- [PASSAGE PROVIDED]:

****************

Long interspersed elements; full-length elements are ~6kb in length, contain an internal promoter for Polymerase II, two ORFs, and end in a polyA-tail.

SVA

composite elements named after its main components SINE, variable number of tandem repeats (VNTR), and Alu.

TSD

target site duplication; short stretch (generally 6–20bp in length) of identical DNA generated at each end of a retrotransposon integration event as a result of the staggered cut in the target site DNA; TSDs are a hallmark of TPRT-mediated retrotransposition.

ORF

open reading frame; a portion of a DNA sequence in which there are no termination codons (stop codons) in at least one of the possible reading frames; begins with a start codon (initiation codon) and ends with a stop codon; ORFs potentially encode for protein or polypeptide. L1 elements contain ORF1 and ORF2; the product of ORF1 is an RNA-binding protein (ORF1p), and ORF2 encodes a protein (ORF2p) with endonuclease and reverse transcriptase activities.

TPRT

target-primed reverse transcription (Fig. 1); term for the integration mechanism of non-LTR retrotransposons into the genome; the bottom strand of chromosomal DNA is cut at a target site (5’-TTTT/AA-3’) by an endonuclease encoded by L1, followed by binding of non-LTR retrotransposon RNA at the DNA cleavage site, and reverse transcription by L1-encoded reverse transcriptase. Following steps, such as generation of second strand nick and second-strand DNA synthesis, are not well understood.

SRP9/14

subunit of the human Signal Recognition Particle 9/14; SRP9 and SRP14 proteins form a stable heterodimer (SRP9/14) that bind to 7SL RNA of Alu elements; impaired binding reduces Alu mobilization.

APOBEC3

Apolipoprotein B mRNA Editing Complex 3; believed to inhibit L1 and Alu retrotransposition.

Bottleneck

substantial reduction in size of a population over a short period of time; potentially results in radical changes of allele frequencies and reduced genetic variation.

Source element

element that is both transcriptionally and retrotranspositionally active and able to generate copies.

Precise parallel insertion

independent retrotransposon insertions at exactly the same target site.

Near-parallel insertion

independent retrotransposon insertions within the PCR amplicon or genomic region, but not at identical insertion sites.

****************

- [Region descriptions in natural language]:
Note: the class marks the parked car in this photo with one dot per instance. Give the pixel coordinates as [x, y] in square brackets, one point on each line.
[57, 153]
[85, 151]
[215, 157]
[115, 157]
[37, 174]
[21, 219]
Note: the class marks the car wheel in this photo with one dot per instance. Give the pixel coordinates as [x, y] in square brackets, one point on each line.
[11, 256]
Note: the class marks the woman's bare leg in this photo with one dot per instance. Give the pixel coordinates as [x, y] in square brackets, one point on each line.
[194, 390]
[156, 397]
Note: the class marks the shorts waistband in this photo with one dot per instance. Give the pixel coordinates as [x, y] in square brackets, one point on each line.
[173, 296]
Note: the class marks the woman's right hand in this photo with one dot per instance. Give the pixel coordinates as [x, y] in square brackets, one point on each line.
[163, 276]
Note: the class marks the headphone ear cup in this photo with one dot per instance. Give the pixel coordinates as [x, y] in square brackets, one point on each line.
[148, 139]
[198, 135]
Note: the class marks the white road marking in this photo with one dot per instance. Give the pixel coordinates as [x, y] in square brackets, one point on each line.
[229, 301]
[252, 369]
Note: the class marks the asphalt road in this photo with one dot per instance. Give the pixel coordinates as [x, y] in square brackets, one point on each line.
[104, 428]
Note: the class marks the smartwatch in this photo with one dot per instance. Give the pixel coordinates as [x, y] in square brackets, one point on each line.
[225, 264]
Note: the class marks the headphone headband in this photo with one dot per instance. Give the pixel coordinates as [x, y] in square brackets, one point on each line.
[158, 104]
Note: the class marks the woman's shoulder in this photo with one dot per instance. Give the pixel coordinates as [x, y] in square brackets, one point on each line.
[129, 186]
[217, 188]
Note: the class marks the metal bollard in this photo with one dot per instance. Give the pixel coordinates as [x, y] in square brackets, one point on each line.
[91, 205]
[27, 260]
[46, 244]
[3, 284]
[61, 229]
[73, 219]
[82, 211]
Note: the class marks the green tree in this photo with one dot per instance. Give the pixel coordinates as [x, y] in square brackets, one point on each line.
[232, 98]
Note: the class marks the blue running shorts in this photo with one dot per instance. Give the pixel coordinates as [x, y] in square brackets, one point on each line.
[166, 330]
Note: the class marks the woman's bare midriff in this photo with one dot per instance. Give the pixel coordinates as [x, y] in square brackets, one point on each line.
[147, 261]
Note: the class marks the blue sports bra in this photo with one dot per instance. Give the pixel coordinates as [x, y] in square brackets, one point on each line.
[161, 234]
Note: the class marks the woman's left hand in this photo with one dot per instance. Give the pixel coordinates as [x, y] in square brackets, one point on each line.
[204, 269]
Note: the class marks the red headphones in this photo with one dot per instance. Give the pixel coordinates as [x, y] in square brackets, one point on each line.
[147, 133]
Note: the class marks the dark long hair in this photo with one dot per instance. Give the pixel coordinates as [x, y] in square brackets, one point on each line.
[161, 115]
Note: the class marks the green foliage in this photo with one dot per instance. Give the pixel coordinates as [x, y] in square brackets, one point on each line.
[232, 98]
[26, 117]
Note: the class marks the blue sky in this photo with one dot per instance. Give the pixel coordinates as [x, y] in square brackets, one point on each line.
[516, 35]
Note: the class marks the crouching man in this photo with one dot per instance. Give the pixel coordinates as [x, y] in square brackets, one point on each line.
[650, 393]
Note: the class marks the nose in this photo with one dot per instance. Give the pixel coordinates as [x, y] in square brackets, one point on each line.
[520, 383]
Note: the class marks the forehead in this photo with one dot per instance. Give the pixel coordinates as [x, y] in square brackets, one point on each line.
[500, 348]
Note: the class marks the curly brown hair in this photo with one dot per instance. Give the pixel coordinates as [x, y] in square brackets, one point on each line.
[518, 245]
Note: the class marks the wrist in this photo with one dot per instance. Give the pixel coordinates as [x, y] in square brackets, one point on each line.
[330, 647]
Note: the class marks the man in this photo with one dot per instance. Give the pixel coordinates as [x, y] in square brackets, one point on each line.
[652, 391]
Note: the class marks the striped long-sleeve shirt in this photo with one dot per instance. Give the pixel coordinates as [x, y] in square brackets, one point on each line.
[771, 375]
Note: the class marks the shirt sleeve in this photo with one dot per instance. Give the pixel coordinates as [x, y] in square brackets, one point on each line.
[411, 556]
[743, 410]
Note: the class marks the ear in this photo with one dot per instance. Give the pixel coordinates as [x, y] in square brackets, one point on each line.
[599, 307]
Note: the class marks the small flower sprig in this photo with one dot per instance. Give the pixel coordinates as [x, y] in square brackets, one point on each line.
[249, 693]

****************

- [WORK TO COMPLETE]: Repeat the retrotransposon glossary above word for word, everything from "substantial reduction in" down to "to generate copies.".

- [EXERCISE RESULT]:
substantial reduction in size of a population over a short period of time; potentially results in radical changes of allele frequencies and reduced genetic variation.

Source element

element that is both transcriptionally and retrotranspositionally active and able to generate copies.